In the entries that follow, find each line with the word "vegetation" and copy it.

▬▬▬▬▬▬▬▬▬▬

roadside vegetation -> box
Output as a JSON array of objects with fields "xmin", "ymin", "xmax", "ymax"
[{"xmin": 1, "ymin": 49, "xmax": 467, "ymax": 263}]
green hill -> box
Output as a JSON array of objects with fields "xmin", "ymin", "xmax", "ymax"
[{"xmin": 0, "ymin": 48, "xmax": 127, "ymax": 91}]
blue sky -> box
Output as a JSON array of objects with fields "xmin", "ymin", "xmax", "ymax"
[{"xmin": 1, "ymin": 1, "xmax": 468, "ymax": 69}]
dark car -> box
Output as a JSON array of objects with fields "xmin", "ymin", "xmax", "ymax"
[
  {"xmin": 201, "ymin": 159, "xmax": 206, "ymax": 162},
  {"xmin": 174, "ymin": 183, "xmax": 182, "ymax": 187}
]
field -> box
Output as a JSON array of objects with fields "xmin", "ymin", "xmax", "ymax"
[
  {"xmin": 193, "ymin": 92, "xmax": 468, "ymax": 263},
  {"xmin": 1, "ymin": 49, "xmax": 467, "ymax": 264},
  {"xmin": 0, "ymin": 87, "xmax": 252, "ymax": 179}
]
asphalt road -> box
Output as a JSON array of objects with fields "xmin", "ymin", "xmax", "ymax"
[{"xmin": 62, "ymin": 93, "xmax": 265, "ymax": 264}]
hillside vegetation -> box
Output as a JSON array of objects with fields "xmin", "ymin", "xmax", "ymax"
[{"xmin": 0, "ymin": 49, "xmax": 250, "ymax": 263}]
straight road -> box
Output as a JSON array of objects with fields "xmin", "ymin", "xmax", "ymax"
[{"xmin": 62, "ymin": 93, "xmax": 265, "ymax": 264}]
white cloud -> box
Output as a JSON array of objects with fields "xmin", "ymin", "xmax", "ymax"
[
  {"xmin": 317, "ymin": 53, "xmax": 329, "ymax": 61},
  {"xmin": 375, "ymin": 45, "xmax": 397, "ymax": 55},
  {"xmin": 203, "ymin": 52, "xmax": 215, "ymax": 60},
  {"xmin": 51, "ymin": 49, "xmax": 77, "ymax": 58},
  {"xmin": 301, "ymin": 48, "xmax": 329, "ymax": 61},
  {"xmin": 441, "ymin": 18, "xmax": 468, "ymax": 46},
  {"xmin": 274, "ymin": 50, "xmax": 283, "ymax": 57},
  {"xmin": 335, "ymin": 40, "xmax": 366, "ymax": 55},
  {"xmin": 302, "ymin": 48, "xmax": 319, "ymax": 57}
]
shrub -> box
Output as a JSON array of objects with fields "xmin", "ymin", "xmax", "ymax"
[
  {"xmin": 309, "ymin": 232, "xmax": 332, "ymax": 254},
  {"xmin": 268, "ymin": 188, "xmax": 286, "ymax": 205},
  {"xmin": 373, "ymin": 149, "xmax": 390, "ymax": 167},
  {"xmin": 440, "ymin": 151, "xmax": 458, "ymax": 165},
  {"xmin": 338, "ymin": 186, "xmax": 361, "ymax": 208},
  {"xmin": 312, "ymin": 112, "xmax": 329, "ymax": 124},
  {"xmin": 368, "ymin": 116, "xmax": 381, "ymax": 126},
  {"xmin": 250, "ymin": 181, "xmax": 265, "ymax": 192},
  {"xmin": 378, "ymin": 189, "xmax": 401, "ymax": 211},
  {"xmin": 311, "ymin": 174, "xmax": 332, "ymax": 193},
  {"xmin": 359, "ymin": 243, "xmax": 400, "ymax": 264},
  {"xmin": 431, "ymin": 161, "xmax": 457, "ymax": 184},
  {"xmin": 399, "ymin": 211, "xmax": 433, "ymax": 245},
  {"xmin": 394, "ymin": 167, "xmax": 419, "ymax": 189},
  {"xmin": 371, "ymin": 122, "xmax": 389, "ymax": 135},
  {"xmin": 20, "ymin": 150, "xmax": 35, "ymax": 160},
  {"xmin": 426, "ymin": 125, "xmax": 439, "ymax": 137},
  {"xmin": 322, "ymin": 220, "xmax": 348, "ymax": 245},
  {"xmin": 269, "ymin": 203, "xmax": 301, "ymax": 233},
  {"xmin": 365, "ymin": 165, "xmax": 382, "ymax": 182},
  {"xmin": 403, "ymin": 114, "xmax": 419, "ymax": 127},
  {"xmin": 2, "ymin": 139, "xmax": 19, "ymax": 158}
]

▬▬▬▬▬▬▬▬▬▬

:: The answer ::
roadside vegetation -> box
hillside vegetation -> box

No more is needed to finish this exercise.